_TO BE DONE_.
Copy out all of the data below word for word, leaving out the pictures.

_RECORDS_.
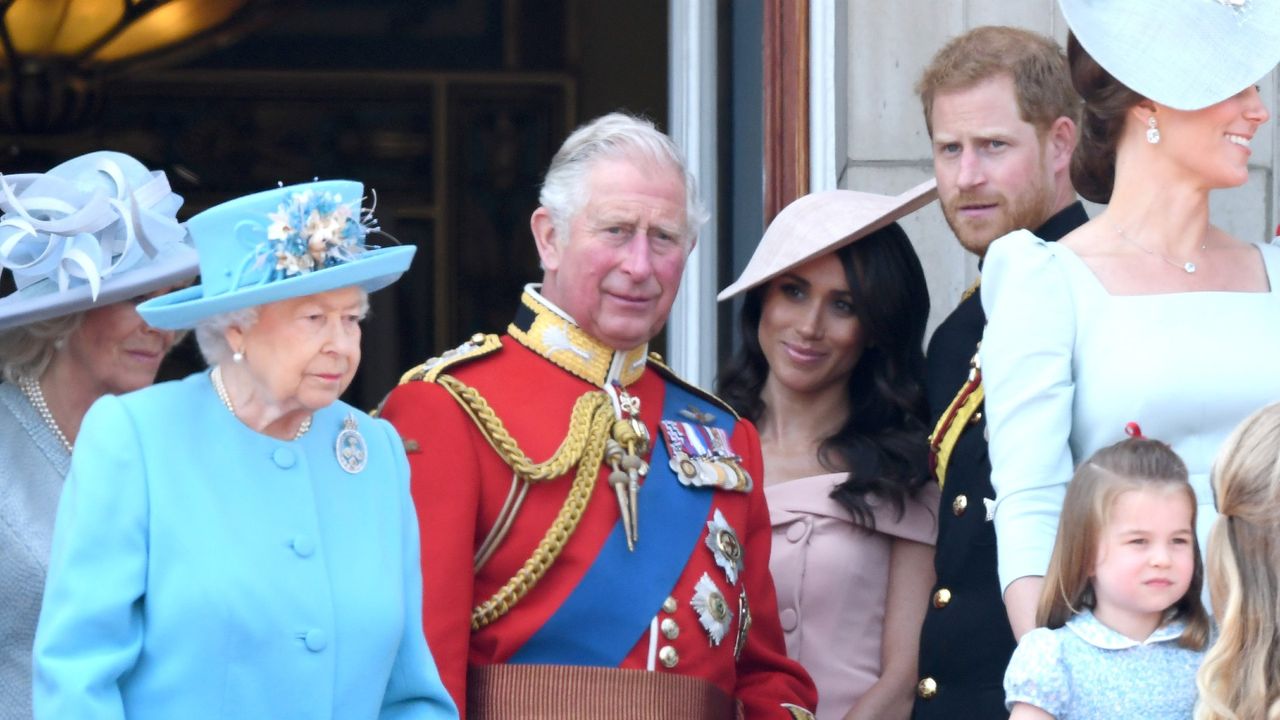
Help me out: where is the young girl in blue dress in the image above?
[1005,425,1208,720]
[1196,405,1280,720]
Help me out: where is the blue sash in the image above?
[508,383,735,667]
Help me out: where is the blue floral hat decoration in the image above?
[138,181,417,329]
[0,150,197,329]
[1059,0,1280,110]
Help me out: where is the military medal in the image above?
[660,420,751,492]
[334,413,369,475]
[690,573,733,646]
[707,507,742,585]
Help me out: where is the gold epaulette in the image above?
[649,352,742,420]
[399,333,502,384]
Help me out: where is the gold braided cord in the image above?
[435,374,614,630]
[435,375,613,483]
[471,405,613,630]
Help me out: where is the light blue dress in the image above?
[1005,610,1204,720]
[35,373,457,720]
[980,231,1280,587]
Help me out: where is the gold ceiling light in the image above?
[0,0,262,132]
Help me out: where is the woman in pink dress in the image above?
[719,181,937,720]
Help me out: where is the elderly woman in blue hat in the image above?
[982,0,1280,681]
[0,151,196,717]
[35,181,457,719]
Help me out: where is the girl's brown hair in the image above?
[1196,405,1280,720]
[1036,437,1208,650]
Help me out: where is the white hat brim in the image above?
[0,245,200,331]
[1059,0,1280,110]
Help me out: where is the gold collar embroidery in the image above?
[507,286,649,388]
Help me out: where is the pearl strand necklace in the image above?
[18,378,72,455]
[211,365,311,439]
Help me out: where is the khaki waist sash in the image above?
[467,665,736,720]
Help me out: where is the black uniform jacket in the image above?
[911,202,1089,720]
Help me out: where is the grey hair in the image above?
[196,288,369,368]
[0,313,84,383]
[538,113,710,245]
[196,306,257,368]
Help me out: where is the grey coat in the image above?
[0,383,70,720]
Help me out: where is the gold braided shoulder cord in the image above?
[435,374,613,630]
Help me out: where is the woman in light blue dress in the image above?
[35,181,457,720]
[980,0,1280,637]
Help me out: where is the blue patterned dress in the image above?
[1005,610,1204,720]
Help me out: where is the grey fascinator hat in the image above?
[1059,0,1280,110]
[0,150,200,329]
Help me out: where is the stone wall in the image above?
[835,0,1280,333]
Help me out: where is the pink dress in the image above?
[764,473,938,720]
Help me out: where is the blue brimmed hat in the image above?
[0,150,197,329]
[1059,0,1280,110]
[138,181,417,329]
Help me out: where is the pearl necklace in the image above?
[1111,223,1208,275]
[209,365,311,439]
[18,378,72,455]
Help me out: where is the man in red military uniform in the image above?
[381,114,815,720]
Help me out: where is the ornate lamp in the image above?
[0,0,264,133]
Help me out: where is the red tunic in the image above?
[381,336,817,719]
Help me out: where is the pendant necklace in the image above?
[209,365,311,439]
[1111,223,1208,275]
[18,378,72,455]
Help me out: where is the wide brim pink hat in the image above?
[716,178,938,300]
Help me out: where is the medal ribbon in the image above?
[508,383,735,667]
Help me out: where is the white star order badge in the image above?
[707,507,742,585]
[690,573,733,646]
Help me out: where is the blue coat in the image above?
[35,373,457,720]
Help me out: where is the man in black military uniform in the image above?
[913,27,1088,720]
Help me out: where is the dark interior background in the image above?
[0,0,668,407]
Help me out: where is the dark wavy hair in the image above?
[717,223,929,530]
[1066,33,1146,202]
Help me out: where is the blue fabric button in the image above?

_EXERCISE RESULT_.
Help me out: where is the young girl in blue dress in the image above?
[1005,425,1208,720]
[1196,405,1280,720]
Help me out: where is the blue sash in the image above?
[508,383,735,667]
Help me out: where is the blue floral hat decoration in the image above?
[138,181,417,329]
[0,150,197,329]
[1059,0,1280,110]
Help me out: where is the military medal in the image above?
[660,420,751,492]
[334,413,369,475]
[690,573,733,646]
[707,507,742,585]
Help me out: where is the gold epaulette in the image above?
[649,352,742,420]
[399,333,502,384]
Help me out: where is the gold braided cord in the image above?
[435,374,614,630]
[435,375,613,483]
[471,405,613,630]
Help me out: where is the light blue dress in the image above?
[1005,610,1204,720]
[35,373,457,720]
[980,231,1280,587]
Help me out: where is the gold ceiling light in the image above?
[0,0,262,132]
Help me out: where is the woman in pink dress in the image above?
[719,181,937,720]
Help me out: where is the elderly woman in blue hat in the image above?
[982,0,1280,681]
[0,151,196,717]
[35,181,457,719]
Help me out: where is the girl's brown hair in the image above?
[1196,405,1280,720]
[1036,437,1208,650]
Help me out: where is the white hat brim in the image above?
[0,245,200,331]
[1059,0,1280,110]
Help me out: where is the gold collar embroidery in the image above?
[507,286,649,388]
Help me out: where is the pearl strand necklace in the image above?
[18,378,72,455]
[211,365,311,439]
Help me out: where is the khaki waist sash in the image above?
[467,665,736,720]
Help me out: where is the black uniform jacket in the image above?
[911,202,1089,720]
Help me out: where is the grey hair in the image above?
[196,288,369,368]
[0,313,84,383]
[538,113,710,245]
[196,306,257,368]
Help me out: where is the grey coat in the image above?
[0,383,70,720]
Help me out: where is the gold braided shoulder cord in the image above?
[435,374,613,630]
Help me out: where is the woman in light blue dress in the image above?
[35,181,457,720]
[980,0,1280,637]
Help me out: where is the blue patterned dress in the image above?
[1005,610,1204,720]
Help me out: where is the grey fascinator hat in the image above?
[1059,0,1280,110]
[0,150,200,329]
Help me out: where is the stone wall in the image above?
[835,0,1280,333]
Help me out: where is the pink dress in the image above?
[764,473,938,720]
Help me out: where is the blue brimmed hat in the image above?
[0,150,197,329]
[1059,0,1280,110]
[138,181,417,329]
Help me out: where is the pearl necklace in the image above?
[1111,223,1208,275]
[209,365,311,439]
[18,378,72,455]
Help me out: where is the man in red military uniform in the image above?
[381,114,815,720]
Help me out: where is the ornate lamp in the image above?
[0,0,264,133]
Help me out: where is the red tunic in the image above?
[381,336,817,719]
Help me out: where is the pendant necklace in the image above?
[209,365,311,439]
[1111,223,1208,275]
[18,378,72,455]
Help me out: where is the wide brim pink hat in the image above?
[716,178,938,300]
Help me out: where is the medal ribbon in the image above?
[508,383,735,667]
Help me out: where is the white star order badge in the image above?
[707,507,742,585]
[690,573,733,646]
Help me out: where is the blue coat in the image above?
[35,373,457,720]
Help me out: where is the man in black military uniform in the image above?
[913,27,1088,720]
Help me out: where is the dark interior background in the image above?
[0,0,668,407]
Help me out: where is the dark wavy hair in the image above?
[717,223,929,530]
[1066,33,1146,202]
Help me out: where is the blue fabric button in the image above?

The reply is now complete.